======== Data for analysis
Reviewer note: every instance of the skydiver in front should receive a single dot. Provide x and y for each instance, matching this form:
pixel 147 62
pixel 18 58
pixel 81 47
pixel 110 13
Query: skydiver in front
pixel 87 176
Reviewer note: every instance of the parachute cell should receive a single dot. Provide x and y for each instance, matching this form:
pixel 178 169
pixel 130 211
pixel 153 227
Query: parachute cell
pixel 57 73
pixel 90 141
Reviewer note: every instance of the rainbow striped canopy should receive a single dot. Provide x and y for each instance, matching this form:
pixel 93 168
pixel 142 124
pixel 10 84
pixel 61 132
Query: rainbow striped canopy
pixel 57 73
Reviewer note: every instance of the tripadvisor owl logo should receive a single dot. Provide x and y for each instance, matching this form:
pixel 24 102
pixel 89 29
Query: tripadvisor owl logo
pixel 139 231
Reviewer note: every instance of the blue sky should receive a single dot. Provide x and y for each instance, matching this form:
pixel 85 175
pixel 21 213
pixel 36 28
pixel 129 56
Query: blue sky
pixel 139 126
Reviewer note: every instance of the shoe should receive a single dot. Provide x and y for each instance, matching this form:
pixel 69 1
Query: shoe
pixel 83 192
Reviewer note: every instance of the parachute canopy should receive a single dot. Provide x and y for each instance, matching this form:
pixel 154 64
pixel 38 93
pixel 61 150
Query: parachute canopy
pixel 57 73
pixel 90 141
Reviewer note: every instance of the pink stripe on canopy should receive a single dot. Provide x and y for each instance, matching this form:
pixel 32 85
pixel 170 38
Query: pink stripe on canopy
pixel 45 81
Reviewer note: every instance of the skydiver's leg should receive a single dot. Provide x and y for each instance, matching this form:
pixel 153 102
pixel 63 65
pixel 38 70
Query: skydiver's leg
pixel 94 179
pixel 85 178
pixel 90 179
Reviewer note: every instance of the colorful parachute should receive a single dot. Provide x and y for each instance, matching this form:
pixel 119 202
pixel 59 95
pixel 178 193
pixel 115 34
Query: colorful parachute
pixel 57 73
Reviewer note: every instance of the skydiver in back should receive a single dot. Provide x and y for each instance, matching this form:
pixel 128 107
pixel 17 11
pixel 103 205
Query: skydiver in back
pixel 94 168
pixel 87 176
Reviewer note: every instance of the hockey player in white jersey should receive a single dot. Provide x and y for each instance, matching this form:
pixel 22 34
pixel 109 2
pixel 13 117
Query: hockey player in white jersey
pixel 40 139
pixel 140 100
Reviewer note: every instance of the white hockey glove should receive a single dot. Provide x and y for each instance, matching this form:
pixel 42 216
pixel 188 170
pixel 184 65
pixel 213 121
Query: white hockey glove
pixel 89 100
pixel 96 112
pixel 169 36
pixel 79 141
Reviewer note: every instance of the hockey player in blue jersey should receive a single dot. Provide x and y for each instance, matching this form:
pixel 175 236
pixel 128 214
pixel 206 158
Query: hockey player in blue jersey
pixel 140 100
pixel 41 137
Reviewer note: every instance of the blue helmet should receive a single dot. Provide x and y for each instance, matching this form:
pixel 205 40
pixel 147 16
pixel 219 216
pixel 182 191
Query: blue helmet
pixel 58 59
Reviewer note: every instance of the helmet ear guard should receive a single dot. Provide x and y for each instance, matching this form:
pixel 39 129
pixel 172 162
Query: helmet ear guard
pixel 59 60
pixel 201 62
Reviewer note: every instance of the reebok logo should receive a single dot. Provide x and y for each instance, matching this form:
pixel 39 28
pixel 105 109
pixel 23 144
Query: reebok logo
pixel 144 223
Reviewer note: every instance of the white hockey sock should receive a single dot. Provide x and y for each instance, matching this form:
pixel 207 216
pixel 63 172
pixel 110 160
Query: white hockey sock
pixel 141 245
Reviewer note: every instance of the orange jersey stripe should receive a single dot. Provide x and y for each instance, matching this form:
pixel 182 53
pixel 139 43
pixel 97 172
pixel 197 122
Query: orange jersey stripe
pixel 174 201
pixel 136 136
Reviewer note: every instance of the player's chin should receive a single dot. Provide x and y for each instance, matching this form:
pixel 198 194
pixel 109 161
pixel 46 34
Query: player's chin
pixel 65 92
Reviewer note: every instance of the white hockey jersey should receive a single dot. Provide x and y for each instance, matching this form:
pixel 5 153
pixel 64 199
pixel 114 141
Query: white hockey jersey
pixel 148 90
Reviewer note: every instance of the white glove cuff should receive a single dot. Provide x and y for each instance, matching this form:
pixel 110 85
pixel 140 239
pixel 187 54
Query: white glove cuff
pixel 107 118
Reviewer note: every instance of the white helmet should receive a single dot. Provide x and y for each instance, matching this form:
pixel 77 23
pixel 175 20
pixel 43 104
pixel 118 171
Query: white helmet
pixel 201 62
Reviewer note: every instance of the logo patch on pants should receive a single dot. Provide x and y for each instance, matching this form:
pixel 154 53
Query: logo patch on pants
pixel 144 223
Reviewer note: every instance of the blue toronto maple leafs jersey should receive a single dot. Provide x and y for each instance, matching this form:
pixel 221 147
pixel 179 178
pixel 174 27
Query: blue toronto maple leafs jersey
================
Repeat, word for word, all the lines above.

**Answer to this problem**
Reviewer note: every instance of the skydiver in front should receive a single dot. Provide x and y for each instance, matching this form:
pixel 147 62
pixel 18 58
pixel 81 47
pixel 110 13
Query: skydiver in front
pixel 87 176
Reviewer note: every instance of the parachute cell should receive a single dot. Provide x and y for each instance, matching this form:
pixel 178 169
pixel 130 211
pixel 153 227
Query: parachute cell
pixel 57 73
pixel 90 141
Reviewer note: every instance of the rainbow striped canopy should receive a single dot. Provide x and y for each instance, matching this form:
pixel 93 168
pixel 142 124
pixel 10 84
pixel 61 132
Query: rainbow striped canopy
pixel 57 73
Reviewer note: every instance of the tripadvisor owl logo should receive a single dot. Provide x and y for each instance, matching this form:
pixel 24 102
pixel 89 29
Query: tripadvisor owl logo
pixel 139 231
Reviewer note: every instance of the blue sky should receive a single dot. Provide x and y for each instance, matching this form:
pixel 85 175
pixel 21 213
pixel 36 28
pixel 129 56
Query: blue sky
pixel 139 126
Reviewer note: every instance of the shoe should receive a single dot. Provide x and y for each instance, matching this form:
pixel 69 1
Query: shoe
pixel 83 192
Reviewer note: every instance of the parachute canopy should receive a single dot. Provide x and y for each instance, matching this form:
pixel 154 64
pixel 38 93
pixel 61 150
Query: parachute canopy
pixel 57 73
pixel 90 141
Reviewer note: every instance of the pink stripe on canopy should receive a single dot. Provide x and y for each instance, matching this form:
pixel 32 85
pixel 170 38
Query: pink stripe on canopy
pixel 45 81
Reviewer note: every instance of the skydiver's leg should receive a single dot. Provide x and y for each instance, matching this form:
pixel 153 102
pixel 63 65
pixel 38 70
Query: skydiver's leg
pixel 94 179
pixel 85 178
pixel 90 179
Reviewer note: every instance of the colorful parachute should receive a single dot. Provide x and y for each instance, matching this form:
pixel 119 202
pixel 59 95
pixel 178 193
pixel 115 34
Query: colorful parachute
pixel 57 73
Reviewer note: every instance of the skydiver in back should receive a single dot. Provide x and y for each instance, matching this form:
pixel 128 107
pixel 17 11
pixel 103 205
Query: skydiver in back
pixel 94 168
pixel 87 176
Reviewer note: every instance of the hockey player in white jersey should receive a single dot. Provide x and y for each instance, matching this form:
pixel 22 34
pixel 109 2
pixel 13 117
Query: hockey player in white jersey
pixel 40 139
pixel 140 100
Reviewer note: every instance of the white hockey glove should receive a single dot. Provide x and y for each instance, matching this form:
pixel 42 216
pixel 188 170
pixel 184 65
pixel 213 121
Query: white hockey glove
pixel 89 100
pixel 96 112
pixel 169 36
pixel 79 141
Reviewer note: every instance of the hockey player in blue jersey should receive a single dot. Provide x and y for each instance, matching this form:
pixel 175 236
pixel 128 214
pixel 206 158
Query: hockey player in blue jersey
pixel 140 100
pixel 41 137
Reviewer note: every instance of the blue helmet should receive a single dot. Provide x and y for each instance, matching this form:
pixel 205 40
pixel 147 16
pixel 219 216
pixel 182 191
Query: blue helmet
pixel 58 59
Reviewer note: every instance of the helmet ear guard should receive a single dot. Provide x and y for each instance, matching this form:
pixel 39 129
pixel 172 162
Query: helmet ear guard
pixel 59 60
pixel 201 62
Reviewer note: every instance of the reebok logo should receive a single dot. Provide x and y for each instance, matching this form:
pixel 39 28
pixel 105 109
pixel 23 144
Query: reebok logo
pixel 144 223
Reviewer note: every instance of the white hockey sock should receive a single dot. Provide x and y for each instance, matching this form:
pixel 207 216
pixel 63 172
pixel 110 160
Query: white hockey sock
pixel 141 245
Reviewer note: every instance of the orange jersey stripe should receive a single dot. Provide x and y for each instance, matching this form:
pixel 182 53
pixel 139 43
pixel 97 172
pixel 197 122
Query: orange jersey stripe
pixel 174 201
pixel 136 136
Reviewer note: every instance of the player's chin should receive a single dot. Provide x and y for each instance, matching this form:
pixel 198 194
pixel 109 161
pixel 46 34
Query: player's chin
pixel 65 92
Reviewer note: every instance of the white hockey jersey should receive a single dot. Provide x and y for each instance, matching this form:
pixel 5 153
pixel 64 199
pixel 114 141
Query: white hockey jersey
pixel 148 90
Reviewer note: every instance of the white glove cuff should receive a single dot. Provide x and y for each instance, matching this form:
pixel 110 85
pixel 140 239
pixel 187 54
Query: white glove cuff
pixel 107 118
Reviewer note: every instance of the white helmet should receive a single dot. Provide x and y for each instance, matching this form:
pixel 77 23
pixel 175 20
pixel 43 104
pixel 118 171
Query: white helmet
pixel 201 62
Reviewer note: every instance of the logo patch on pants should receive a single dot. Provide x and y for each instance, matching this form:
pixel 154 53
Query: logo patch on pants
pixel 144 223
Reviewer note: every instance of the blue toronto maple leafs jersey should receive a single dot. Provide x and y for each instance, matching this form:
pixel 221 147
pixel 179 178
pixel 174 27
Query: blue toronto maple leafs jersey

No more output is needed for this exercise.